> _Consigne A_
Quelles lignes, sous « Données affichées », contiennent la chaîne « sidewalk » ? Extrayez-les toutes en tenant compte de la casse.

**** Extrait fourni ****

Ils précisent que l'abandon du chantier, que le cabinet d'architectes ne pouvait pas prévoir, a eu pour conséquence directe le retard dans l'exécution des travaux ainsi que le préjudice de jouissance allégué par Mme [Y].
En outre, ils ajoutent que Mme [Y] se contredit au détriment de M. [L] en soutenant que le tribunal a condamné par erreur la société Assurdix à couvrir la société Zebra construction dans la mesure où elle a elle-même assigné cette société en première instance et n'a jamais modifié ses demandes sans relever appel à l'encontre de la société Assurdix aux fins de contester cette condamnation.
Les intimés avancent aussi que l'attestation d'assurance fournie par la société Assurdix couvre les chantiers ouverts entre le 10 juillet 2017 et le 9 juillet 2018 alors que le marché concernant la société ZC ayant été signé le 29 juin 2018 et, qu'en tout état de cause, il n'est pas justifié d'un lien de causalité entre l'abandon du chantier par l'entreprise et la prétendue carence de l'architecte au titre du défaut d'assurance.
Ils arguent, enfin, qu'il n'est pas justifié d'un préjudice distinct de celui résultant du retard dans l'exécution des travaux.

****

> _Consigne B_
Comment traduire en anglais cette phrase de l'extrait ci-dessus : « Ils arguent, enfin, qu'il n'est pas justifié d'un préjudice distinct de celui résultant du retard dans l'exécution des travaux. » ?

**** Données affichées ****

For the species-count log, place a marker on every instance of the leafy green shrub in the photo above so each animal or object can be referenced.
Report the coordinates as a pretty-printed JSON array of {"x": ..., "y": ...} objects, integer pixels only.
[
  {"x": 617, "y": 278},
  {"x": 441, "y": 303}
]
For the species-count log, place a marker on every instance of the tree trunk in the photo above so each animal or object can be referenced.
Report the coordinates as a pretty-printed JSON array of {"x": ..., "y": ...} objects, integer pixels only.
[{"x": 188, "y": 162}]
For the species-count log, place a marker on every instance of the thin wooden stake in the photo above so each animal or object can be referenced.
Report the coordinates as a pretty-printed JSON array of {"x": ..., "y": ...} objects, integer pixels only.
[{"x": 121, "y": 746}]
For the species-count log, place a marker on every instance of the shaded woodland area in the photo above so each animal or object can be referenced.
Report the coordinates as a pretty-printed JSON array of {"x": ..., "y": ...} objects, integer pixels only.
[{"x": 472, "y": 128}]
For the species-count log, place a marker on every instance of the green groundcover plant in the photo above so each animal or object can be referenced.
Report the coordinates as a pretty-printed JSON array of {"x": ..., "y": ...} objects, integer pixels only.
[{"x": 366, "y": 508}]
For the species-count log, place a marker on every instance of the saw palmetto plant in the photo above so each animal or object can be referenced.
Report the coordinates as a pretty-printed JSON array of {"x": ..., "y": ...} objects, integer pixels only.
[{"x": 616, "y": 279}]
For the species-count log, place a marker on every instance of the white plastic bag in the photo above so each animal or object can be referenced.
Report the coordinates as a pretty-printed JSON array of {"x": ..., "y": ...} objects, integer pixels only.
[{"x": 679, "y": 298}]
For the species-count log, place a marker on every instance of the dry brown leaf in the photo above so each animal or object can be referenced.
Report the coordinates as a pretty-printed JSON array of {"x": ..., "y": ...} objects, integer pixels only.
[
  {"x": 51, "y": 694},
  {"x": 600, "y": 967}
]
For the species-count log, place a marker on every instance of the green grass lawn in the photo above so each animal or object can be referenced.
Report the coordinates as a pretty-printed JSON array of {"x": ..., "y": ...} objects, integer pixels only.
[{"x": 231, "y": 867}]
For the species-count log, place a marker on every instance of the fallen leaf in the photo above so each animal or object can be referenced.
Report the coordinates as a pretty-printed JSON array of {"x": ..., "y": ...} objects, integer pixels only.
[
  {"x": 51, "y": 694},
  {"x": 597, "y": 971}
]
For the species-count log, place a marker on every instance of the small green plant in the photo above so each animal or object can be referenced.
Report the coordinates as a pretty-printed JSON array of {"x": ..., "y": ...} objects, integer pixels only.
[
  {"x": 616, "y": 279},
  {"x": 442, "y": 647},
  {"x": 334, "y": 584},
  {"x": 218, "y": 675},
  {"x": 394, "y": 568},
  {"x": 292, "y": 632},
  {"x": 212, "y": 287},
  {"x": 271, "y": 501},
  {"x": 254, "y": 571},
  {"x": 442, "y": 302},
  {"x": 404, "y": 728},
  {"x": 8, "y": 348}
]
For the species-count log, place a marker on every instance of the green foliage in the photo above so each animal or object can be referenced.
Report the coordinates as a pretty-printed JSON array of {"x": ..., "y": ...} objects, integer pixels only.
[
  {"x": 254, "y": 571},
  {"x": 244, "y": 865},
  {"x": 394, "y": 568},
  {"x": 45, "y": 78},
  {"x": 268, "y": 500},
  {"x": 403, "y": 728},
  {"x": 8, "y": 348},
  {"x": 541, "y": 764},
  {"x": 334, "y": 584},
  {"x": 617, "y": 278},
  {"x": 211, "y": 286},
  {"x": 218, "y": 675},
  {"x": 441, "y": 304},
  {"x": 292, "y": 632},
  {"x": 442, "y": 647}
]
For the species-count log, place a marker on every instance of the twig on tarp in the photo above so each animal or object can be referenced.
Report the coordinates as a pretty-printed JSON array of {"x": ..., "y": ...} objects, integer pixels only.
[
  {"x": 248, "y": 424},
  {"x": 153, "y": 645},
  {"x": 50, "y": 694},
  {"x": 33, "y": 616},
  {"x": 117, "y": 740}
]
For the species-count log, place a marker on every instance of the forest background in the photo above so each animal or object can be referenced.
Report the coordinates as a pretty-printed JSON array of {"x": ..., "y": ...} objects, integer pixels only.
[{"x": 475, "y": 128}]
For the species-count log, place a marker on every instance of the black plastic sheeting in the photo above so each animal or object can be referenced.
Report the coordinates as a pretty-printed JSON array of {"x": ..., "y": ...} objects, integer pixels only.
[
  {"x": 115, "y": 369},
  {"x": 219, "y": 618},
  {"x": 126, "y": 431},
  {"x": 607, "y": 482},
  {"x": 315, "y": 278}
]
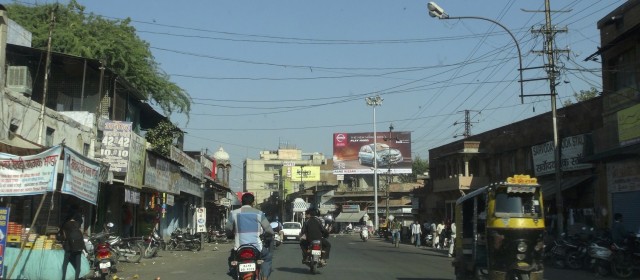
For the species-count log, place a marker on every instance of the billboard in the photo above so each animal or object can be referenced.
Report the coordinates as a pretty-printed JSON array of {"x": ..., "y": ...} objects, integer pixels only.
[
  {"x": 304, "y": 173},
  {"x": 355, "y": 153}
]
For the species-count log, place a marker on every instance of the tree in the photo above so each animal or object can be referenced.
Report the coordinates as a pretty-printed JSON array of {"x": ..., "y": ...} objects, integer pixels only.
[
  {"x": 583, "y": 95},
  {"x": 112, "y": 41},
  {"x": 418, "y": 167},
  {"x": 162, "y": 137}
]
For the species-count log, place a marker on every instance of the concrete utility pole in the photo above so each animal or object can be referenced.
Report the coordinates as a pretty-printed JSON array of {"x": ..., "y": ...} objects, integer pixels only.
[
  {"x": 46, "y": 78},
  {"x": 467, "y": 125},
  {"x": 549, "y": 33}
]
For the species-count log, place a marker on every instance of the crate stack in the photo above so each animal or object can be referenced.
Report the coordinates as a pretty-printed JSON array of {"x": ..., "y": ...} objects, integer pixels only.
[{"x": 14, "y": 233}]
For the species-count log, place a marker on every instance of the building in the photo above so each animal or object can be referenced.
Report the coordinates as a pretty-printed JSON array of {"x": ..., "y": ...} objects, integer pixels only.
[
  {"x": 617, "y": 143},
  {"x": 524, "y": 147},
  {"x": 287, "y": 170}
]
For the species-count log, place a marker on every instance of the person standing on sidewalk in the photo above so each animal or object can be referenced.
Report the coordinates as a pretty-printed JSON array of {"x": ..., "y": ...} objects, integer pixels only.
[
  {"x": 416, "y": 232},
  {"x": 247, "y": 224}
]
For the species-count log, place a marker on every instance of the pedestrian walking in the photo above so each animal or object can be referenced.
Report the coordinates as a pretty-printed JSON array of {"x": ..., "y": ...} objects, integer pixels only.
[
  {"x": 453, "y": 239},
  {"x": 440, "y": 235},
  {"x": 73, "y": 244},
  {"x": 416, "y": 232},
  {"x": 434, "y": 231}
]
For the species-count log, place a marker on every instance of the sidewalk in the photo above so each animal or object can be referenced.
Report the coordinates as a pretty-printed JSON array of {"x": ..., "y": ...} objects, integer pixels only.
[{"x": 178, "y": 264}]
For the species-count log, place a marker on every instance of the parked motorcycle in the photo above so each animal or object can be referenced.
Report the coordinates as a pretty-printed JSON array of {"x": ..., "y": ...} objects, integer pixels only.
[
  {"x": 182, "y": 240},
  {"x": 600, "y": 255},
  {"x": 364, "y": 235},
  {"x": 625, "y": 259},
  {"x": 152, "y": 244},
  {"x": 313, "y": 257},
  {"x": 247, "y": 260},
  {"x": 102, "y": 259}
]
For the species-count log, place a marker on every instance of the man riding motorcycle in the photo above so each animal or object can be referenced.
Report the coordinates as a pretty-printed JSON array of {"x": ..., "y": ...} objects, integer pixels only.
[
  {"x": 314, "y": 230},
  {"x": 247, "y": 224}
]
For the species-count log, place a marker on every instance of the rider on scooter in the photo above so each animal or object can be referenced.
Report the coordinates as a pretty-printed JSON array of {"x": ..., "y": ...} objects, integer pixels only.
[{"x": 313, "y": 230}]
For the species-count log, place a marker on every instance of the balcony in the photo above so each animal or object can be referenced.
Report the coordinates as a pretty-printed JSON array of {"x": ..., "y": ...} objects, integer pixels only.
[{"x": 459, "y": 183}]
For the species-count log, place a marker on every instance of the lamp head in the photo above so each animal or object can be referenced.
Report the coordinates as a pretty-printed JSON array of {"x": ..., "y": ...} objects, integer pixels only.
[{"x": 436, "y": 11}]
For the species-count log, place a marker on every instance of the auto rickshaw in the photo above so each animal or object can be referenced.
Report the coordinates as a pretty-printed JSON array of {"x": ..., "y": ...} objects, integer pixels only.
[{"x": 500, "y": 230}]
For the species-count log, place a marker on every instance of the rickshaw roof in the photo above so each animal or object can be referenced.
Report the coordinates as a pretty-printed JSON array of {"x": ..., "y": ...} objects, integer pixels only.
[{"x": 485, "y": 189}]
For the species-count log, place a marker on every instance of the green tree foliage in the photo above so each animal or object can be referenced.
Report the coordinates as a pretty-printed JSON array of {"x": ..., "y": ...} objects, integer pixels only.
[
  {"x": 112, "y": 41},
  {"x": 162, "y": 137},
  {"x": 583, "y": 95},
  {"x": 419, "y": 167}
]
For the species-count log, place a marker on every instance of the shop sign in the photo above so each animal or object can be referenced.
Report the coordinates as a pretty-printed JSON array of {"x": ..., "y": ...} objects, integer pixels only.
[
  {"x": 169, "y": 200},
  {"x": 116, "y": 142},
  {"x": 4, "y": 224},
  {"x": 131, "y": 196},
  {"x": 29, "y": 175},
  {"x": 350, "y": 208},
  {"x": 201, "y": 218},
  {"x": 81, "y": 176},
  {"x": 137, "y": 154}
]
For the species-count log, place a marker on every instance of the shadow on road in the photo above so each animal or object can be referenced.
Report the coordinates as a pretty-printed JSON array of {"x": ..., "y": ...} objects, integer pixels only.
[{"x": 302, "y": 270}]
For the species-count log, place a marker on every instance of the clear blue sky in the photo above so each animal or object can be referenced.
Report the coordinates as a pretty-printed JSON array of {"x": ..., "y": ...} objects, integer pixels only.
[{"x": 262, "y": 73}]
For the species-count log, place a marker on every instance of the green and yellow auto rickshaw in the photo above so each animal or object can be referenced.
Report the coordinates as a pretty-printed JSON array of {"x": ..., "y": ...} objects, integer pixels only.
[{"x": 500, "y": 231}]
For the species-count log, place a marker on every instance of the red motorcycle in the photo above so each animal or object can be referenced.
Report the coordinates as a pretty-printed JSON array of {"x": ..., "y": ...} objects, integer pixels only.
[{"x": 247, "y": 262}]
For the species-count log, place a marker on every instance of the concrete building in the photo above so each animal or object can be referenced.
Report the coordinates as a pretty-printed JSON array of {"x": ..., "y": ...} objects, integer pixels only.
[
  {"x": 523, "y": 147},
  {"x": 617, "y": 143}
]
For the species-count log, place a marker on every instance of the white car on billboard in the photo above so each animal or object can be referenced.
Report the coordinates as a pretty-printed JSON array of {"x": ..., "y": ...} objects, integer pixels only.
[{"x": 384, "y": 154}]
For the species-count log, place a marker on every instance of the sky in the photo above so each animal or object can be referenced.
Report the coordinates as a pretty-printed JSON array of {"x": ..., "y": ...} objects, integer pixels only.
[{"x": 262, "y": 74}]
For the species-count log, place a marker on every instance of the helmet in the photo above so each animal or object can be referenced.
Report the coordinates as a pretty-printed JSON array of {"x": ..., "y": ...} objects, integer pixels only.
[{"x": 312, "y": 212}]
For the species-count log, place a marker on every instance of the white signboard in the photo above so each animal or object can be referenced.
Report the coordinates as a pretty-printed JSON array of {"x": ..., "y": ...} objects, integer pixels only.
[
  {"x": 81, "y": 176},
  {"x": 28, "y": 175},
  {"x": 623, "y": 176},
  {"x": 131, "y": 196},
  {"x": 572, "y": 150},
  {"x": 201, "y": 219}
]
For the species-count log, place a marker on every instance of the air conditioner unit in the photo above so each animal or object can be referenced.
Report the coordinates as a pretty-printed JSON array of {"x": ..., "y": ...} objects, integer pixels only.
[{"x": 19, "y": 79}]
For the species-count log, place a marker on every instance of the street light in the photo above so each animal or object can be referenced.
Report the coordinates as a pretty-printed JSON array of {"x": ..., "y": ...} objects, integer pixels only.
[
  {"x": 374, "y": 102},
  {"x": 437, "y": 12}
]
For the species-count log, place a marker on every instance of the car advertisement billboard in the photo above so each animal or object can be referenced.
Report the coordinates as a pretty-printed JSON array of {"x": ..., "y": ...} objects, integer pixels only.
[{"x": 353, "y": 153}]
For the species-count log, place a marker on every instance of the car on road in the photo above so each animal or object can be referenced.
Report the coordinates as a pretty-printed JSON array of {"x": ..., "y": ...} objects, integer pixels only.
[
  {"x": 384, "y": 154},
  {"x": 291, "y": 231}
]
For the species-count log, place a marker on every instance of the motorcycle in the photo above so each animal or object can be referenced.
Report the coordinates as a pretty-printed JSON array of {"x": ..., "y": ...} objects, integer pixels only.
[
  {"x": 103, "y": 260},
  {"x": 247, "y": 261},
  {"x": 182, "y": 240},
  {"x": 364, "y": 235},
  {"x": 152, "y": 244},
  {"x": 313, "y": 257},
  {"x": 600, "y": 256},
  {"x": 625, "y": 259}
]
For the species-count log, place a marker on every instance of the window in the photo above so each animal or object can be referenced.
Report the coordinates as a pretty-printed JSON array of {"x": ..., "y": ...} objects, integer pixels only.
[
  {"x": 517, "y": 204},
  {"x": 85, "y": 149},
  {"x": 623, "y": 70},
  {"x": 48, "y": 142}
]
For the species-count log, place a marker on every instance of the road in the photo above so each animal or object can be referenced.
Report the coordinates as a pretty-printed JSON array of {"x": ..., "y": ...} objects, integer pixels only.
[{"x": 350, "y": 259}]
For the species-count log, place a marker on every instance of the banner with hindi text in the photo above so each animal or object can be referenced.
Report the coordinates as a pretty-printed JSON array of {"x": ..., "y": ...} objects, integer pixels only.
[{"x": 29, "y": 175}]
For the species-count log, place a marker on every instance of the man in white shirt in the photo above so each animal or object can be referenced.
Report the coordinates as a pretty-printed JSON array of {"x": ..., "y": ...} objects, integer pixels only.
[{"x": 416, "y": 232}]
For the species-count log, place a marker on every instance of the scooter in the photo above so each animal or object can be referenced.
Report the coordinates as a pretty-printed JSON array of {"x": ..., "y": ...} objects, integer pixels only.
[
  {"x": 364, "y": 235},
  {"x": 314, "y": 256},
  {"x": 246, "y": 262}
]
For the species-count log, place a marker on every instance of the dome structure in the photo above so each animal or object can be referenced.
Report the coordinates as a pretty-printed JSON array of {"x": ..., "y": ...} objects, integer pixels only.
[{"x": 221, "y": 155}]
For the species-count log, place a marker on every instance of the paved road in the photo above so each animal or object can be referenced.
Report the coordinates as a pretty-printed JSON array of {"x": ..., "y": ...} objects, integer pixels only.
[{"x": 350, "y": 259}]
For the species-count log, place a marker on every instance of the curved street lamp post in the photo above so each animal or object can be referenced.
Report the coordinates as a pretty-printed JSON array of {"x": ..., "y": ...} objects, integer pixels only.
[{"x": 374, "y": 102}]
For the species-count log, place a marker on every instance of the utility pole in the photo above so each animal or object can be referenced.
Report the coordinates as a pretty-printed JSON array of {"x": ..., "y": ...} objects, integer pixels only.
[
  {"x": 467, "y": 125},
  {"x": 47, "y": 66},
  {"x": 549, "y": 32}
]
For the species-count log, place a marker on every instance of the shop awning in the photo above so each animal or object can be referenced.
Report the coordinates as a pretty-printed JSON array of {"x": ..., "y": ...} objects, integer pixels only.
[
  {"x": 551, "y": 188},
  {"x": 350, "y": 217}
]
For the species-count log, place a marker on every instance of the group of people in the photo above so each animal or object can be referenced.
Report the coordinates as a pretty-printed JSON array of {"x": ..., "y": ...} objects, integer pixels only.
[{"x": 248, "y": 224}]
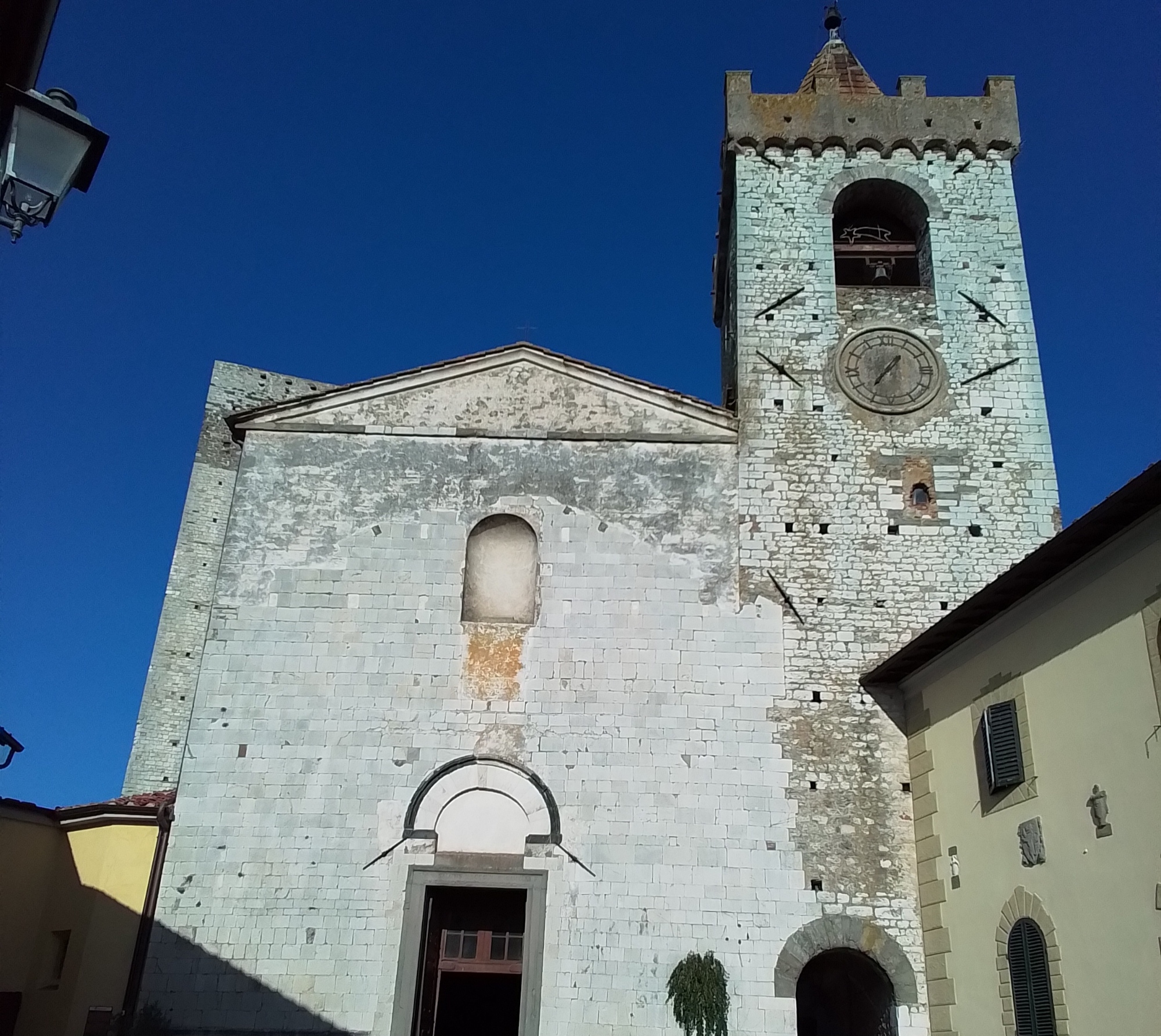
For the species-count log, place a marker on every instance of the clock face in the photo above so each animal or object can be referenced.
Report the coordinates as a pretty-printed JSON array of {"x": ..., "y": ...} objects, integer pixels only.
[{"x": 889, "y": 371}]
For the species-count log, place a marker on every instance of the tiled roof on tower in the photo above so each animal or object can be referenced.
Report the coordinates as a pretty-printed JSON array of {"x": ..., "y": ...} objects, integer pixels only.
[{"x": 835, "y": 69}]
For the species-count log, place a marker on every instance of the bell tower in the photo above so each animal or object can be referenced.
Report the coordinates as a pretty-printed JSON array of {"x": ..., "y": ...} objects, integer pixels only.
[{"x": 895, "y": 457}]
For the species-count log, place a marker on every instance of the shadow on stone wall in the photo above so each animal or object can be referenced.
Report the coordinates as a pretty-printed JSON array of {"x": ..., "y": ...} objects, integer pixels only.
[{"x": 201, "y": 995}]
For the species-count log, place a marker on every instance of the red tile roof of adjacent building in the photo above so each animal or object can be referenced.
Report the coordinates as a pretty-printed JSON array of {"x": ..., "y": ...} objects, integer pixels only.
[
  {"x": 146, "y": 798},
  {"x": 837, "y": 70}
]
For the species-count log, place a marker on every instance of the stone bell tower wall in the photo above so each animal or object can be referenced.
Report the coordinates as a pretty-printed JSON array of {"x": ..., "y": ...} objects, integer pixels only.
[{"x": 823, "y": 481}]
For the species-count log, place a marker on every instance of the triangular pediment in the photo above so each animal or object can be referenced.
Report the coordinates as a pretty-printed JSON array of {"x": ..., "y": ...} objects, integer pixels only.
[{"x": 517, "y": 392}]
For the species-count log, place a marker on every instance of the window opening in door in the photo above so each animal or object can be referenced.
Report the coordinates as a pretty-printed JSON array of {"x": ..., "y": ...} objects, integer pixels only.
[{"x": 472, "y": 963}]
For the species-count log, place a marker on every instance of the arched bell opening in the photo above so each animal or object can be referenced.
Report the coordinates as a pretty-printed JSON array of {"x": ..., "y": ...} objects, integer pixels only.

****

> _Résultat A_
For the species-count log, place a marker on every instance of the person standing on sidewalk in the photo above so each animal or object can be referenced.
For the species-count log, place a marker on every instance of the sidewalk in the photo above so each animal or object can be referenced.

> _Résultat B_
Finally, they argue that no harm distinct from that resulting from the delay in carrying out the works has been shown.